## START Extracted material
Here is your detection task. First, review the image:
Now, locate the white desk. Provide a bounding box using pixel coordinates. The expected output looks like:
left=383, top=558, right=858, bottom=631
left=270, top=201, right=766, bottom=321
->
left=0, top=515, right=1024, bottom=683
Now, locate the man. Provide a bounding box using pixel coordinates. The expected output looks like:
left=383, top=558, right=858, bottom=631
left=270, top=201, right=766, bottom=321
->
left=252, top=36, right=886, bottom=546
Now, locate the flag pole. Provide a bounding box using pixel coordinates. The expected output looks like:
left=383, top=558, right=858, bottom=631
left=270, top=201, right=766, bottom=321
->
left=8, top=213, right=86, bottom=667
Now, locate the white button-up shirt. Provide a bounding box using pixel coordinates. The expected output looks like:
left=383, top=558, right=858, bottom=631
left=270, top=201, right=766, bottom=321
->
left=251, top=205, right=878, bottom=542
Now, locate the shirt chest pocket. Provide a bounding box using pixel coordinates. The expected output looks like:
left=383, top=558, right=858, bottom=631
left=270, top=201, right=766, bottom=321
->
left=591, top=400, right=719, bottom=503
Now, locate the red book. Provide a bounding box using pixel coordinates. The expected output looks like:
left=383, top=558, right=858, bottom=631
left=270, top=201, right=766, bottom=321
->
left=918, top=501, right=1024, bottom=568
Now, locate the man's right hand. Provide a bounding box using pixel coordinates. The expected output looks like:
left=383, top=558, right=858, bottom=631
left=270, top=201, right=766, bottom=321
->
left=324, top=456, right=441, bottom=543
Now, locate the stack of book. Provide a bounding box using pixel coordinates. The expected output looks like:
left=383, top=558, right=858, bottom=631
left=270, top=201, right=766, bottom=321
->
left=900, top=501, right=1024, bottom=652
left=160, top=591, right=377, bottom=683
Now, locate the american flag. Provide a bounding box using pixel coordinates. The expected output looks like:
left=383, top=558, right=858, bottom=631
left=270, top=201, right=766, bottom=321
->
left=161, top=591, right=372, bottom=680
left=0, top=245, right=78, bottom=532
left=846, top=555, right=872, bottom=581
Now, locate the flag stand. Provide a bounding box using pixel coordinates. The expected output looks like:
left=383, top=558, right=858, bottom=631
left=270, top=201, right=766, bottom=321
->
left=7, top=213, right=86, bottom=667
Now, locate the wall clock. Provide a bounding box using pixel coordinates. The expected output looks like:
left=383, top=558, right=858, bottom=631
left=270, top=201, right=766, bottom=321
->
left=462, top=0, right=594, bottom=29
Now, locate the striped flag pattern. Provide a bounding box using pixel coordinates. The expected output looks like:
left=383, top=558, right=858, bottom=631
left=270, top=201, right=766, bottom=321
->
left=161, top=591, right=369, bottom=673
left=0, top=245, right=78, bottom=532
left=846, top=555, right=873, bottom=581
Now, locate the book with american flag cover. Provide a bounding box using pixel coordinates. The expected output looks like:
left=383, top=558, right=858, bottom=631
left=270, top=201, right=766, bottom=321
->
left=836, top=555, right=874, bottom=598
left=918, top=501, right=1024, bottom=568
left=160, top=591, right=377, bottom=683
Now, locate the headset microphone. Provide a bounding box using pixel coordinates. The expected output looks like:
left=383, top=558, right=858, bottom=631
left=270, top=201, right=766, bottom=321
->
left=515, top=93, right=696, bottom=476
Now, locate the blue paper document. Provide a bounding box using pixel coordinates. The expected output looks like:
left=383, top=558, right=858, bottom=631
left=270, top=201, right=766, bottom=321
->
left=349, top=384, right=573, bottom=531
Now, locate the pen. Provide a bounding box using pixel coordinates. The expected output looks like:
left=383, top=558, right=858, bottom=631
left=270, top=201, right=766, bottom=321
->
## END Extracted material
◆ **Directions**
Return every line of the entries above without any change.

◆ **Result of this exercise**
Here is your detection task. First, review the image:
Now, locate the white desk. Provide a bounding box using pixel coordinates. The expected output looks like:
left=383, top=558, right=858, bottom=631
left=270, top=201, right=766, bottom=321
->
left=0, top=515, right=1024, bottom=683
Now, locate the man. Provide a bounding box using pixel coordinates. The expected output looks like:
left=383, top=558, right=858, bottom=631
left=270, top=201, right=766, bottom=321
->
left=252, top=36, right=886, bottom=546
Now, locate the flag pole. Provide a bounding box using pixel coordinates. The expected output looks like:
left=383, top=558, right=858, bottom=631
left=270, top=201, right=766, bottom=321
->
left=8, top=213, right=86, bottom=667
Now, locate the white button-up shirt. Provide a bounding box using pixel coordinates. The expected output looks like:
left=383, top=558, right=858, bottom=631
left=270, top=201, right=766, bottom=321
->
left=251, top=205, right=878, bottom=542
Now, locate the shirt chest pocket. Provide a bounding box using pixel coordinates. The expected output looks like:
left=383, top=558, right=858, bottom=631
left=270, top=201, right=766, bottom=321
->
left=591, top=400, right=719, bottom=503
Now, locate the red book. Provide a bounding box using pixel coordinates. The expected output looks like:
left=383, top=558, right=858, bottom=631
left=270, top=201, right=766, bottom=321
->
left=918, top=501, right=1024, bottom=568
Now, locate the man's right hand. Provide a bounding box using pixel coordinates. The expected output looks like:
left=383, top=558, right=858, bottom=631
left=270, top=201, right=766, bottom=321
->
left=324, top=456, right=441, bottom=543
Now, locate the stack of book. Provide a bounding box using pixel coordinates. The expected output looks like:
left=383, top=558, right=858, bottom=631
left=270, top=201, right=766, bottom=321
->
left=900, top=501, right=1024, bottom=652
left=160, top=591, right=377, bottom=683
Now, locate the american flag. Provide a bounding box using pixel coordinates. The expected output looks like:
left=383, top=558, right=858, bottom=631
left=270, top=201, right=766, bottom=321
->
left=161, top=591, right=372, bottom=680
left=0, top=245, right=78, bottom=532
left=846, top=555, right=872, bottom=581
Now, locate the flag stand. Provide a bounding box using pixel coordinates. The expected output looks like:
left=383, top=558, right=858, bottom=631
left=270, top=201, right=766, bottom=321
->
left=7, top=213, right=86, bottom=667
Now, locate the wall clock. Provide a bounding box using pixel coordinates. The expected output looks like:
left=383, top=558, right=858, bottom=631
left=270, top=201, right=766, bottom=321
->
left=462, top=0, right=594, bottom=29
Now, locate the striped flag pattern. Provide a bounding box using pixel coordinates. The expected output looks like:
left=383, top=558, right=858, bottom=631
left=270, top=201, right=766, bottom=321
->
left=161, top=591, right=369, bottom=673
left=0, top=245, right=78, bottom=532
left=846, top=555, right=873, bottom=581
Now, locate the book with american flag cover. Provide a bounding box using pixel coordinates. The expected output looks like:
left=383, top=558, right=858, bottom=631
left=270, top=201, right=766, bottom=321
->
left=836, top=555, right=874, bottom=598
left=918, top=501, right=1024, bottom=568
left=160, top=591, right=377, bottom=683
Now, locate the headset microphone. Provide a bounding box using pixel coordinates. The expected output looks like:
left=383, top=558, right=858, bottom=631
left=270, top=201, right=766, bottom=321
->
left=515, top=93, right=696, bottom=476
Now, locate the blue paper document. Provide a bounding box using pixel coordinates. The expected output looks like:
left=383, top=558, right=858, bottom=631
left=270, top=201, right=766, bottom=321
->
left=349, top=384, right=573, bottom=531
Now, locate the pen. Provide a bounding box using pixel coordinates. The expected output looks like:
left=383, top=558, right=858, bottom=631
left=270, top=201, right=766, bottom=321
->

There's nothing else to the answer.